Syphilis: A Bacterial Infection

Syphilis is a sexually transmitted infection (STI) caused by bacteria Treponema pallidum. The bacteria penetrate through mucous membrane chafed skin. The highly infectious disease is transmitted during sexual intercourse, through blood transfusion, or from mother to fetus in the womb during pregnancy. When left untreated, syphilis can cause irreversible damage to the body tissue, nerves, and brain. Men are more vulnerable to contracting this infection than women, and it affects people aged 15 to 39 years more often. There are three stages of syphilis: primary, secondary, and tertiary. If someone has been infected with the bacteria and develops syphilis for less than a year, a single dose of penicillin is enough to cure the disease. For those who are allergic to this antibiotic, doxycycline, erythromycin, or tetracycline are commonly prescribed. For the tertiary stage of syphilis, more doses and a longer therapy course is required.
──────────────────────────────
Activities -
[1] According to the syphilis text, why would doxycycline, erythromycin, or tetracycline be prescribed instead of penicillin? Answer in one to three sentences.
[2] Proceed with the syphilis text, picking up after its final sentence.
The rows have nothing to do with this work.

Listed records -
──────────────────────────────
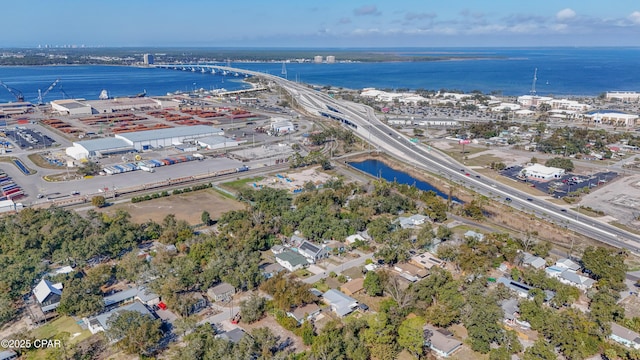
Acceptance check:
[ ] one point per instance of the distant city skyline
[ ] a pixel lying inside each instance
(328, 23)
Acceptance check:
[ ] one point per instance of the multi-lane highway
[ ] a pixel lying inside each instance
(363, 121)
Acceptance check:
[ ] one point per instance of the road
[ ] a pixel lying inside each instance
(362, 120)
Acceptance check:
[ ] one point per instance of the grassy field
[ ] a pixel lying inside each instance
(64, 324)
(239, 184)
(187, 206)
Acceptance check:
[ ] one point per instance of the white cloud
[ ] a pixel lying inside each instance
(565, 14)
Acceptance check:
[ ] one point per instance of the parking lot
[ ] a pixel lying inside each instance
(566, 184)
(29, 139)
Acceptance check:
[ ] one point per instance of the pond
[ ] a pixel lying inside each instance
(379, 169)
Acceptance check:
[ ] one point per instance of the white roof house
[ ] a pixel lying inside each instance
(101, 322)
(441, 341)
(48, 294)
(571, 278)
(541, 172)
(339, 302)
(291, 261)
(567, 264)
(624, 336)
(407, 222)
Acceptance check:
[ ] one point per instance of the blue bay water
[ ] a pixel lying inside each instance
(561, 72)
(87, 81)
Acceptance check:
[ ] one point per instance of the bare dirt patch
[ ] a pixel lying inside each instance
(271, 323)
(188, 207)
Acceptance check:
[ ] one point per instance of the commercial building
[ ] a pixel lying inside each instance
(217, 142)
(612, 117)
(623, 95)
(541, 172)
(139, 141)
(71, 107)
(97, 148)
(148, 59)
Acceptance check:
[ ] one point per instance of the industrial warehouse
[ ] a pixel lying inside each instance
(140, 141)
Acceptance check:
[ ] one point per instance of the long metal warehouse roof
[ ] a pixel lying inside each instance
(187, 131)
(104, 144)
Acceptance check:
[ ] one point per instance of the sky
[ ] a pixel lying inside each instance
(320, 23)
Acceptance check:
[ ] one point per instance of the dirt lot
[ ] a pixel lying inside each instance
(188, 207)
(621, 198)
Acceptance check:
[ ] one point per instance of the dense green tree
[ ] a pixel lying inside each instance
(410, 336)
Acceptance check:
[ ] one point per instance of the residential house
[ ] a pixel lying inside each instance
(475, 235)
(410, 272)
(339, 302)
(316, 292)
(535, 262)
(360, 236)
(440, 341)
(48, 294)
(311, 251)
(571, 278)
(221, 292)
(511, 312)
(195, 302)
(304, 313)
(520, 289)
(352, 287)
(427, 260)
(234, 335)
(147, 297)
(567, 264)
(278, 249)
(271, 270)
(624, 336)
(410, 222)
(101, 322)
(291, 261)
(296, 239)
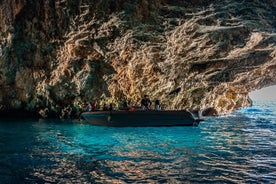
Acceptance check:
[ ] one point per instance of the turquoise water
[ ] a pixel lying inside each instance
(238, 148)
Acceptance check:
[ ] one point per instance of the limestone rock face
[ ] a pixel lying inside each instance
(205, 55)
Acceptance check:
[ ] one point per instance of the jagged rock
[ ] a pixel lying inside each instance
(57, 53)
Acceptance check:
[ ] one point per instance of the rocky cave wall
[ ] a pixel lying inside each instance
(188, 54)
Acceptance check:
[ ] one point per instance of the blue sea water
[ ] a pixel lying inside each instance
(237, 148)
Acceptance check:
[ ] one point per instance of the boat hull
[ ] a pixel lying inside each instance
(141, 118)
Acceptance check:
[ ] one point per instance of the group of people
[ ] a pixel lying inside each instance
(145, 105)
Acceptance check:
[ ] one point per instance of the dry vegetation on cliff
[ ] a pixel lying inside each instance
(66, 52)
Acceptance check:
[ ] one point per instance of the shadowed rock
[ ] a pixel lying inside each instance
(60, 53)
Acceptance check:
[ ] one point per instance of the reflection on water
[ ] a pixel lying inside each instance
(239, 148)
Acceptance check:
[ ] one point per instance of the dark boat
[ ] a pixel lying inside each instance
(141, 118)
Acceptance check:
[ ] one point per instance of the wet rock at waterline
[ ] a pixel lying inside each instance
(57, 55)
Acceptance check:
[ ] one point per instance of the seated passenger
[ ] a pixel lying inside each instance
(146, 103)
(157, 105)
──────────────────────────────
Outputs for the tasks -
[1] They are the usual choices for people who are allergic to penicillin. For everyone else, a single dose of penicillin cures syphilis that has lasted less than a year.

[2]
Overview of Syphilis

Syphilis is a highly contagious sexually transmitted infection (STI) that is spread primarily through vaginal, oral, and anal sex. This disease causes sores to form on the mouth, genitalia, or anus, which often go unrecognized. Any contact with a contagious lesion can result in contraction of the infection. Pregnant women with syphilis can spread the bacteria to unborn babies, a condition called congenital syphilis. Syphilis is not spread by door knobs, toilet seats, hot tubs, swimming pools, sharing clothing, or eating utensils.

Incidence and Prevalence of Syphilis

Syphilis occurs more often in men and women aged 15 to 39 years. It was once a serious public health threat because it causes serious long-term health problems like brain damage and blindness. In the 1940s, penicillin was developed and found to treat this condition. According to the CDC, the rate of syphilis has greatly declined from 1941 to 2000. There was a gradual rise from 2000 to 2006, with over 36,000 cases report in 2006.

Cause of Syphilis

The bacterium that causes syphilis is Treponema pallidum, which penetrates through the mucous membrane of chafed skin or skin tears. T. pallidum is a highly infectious microorganism that is present on a skin lesion, which develops at the inoculation site. Any contact with this lesion could result in infection. Syphilis is spread during sexual activity (anal, oral, and vaginal), through blood transfusions, or from a mother to the fetus during pregnancy.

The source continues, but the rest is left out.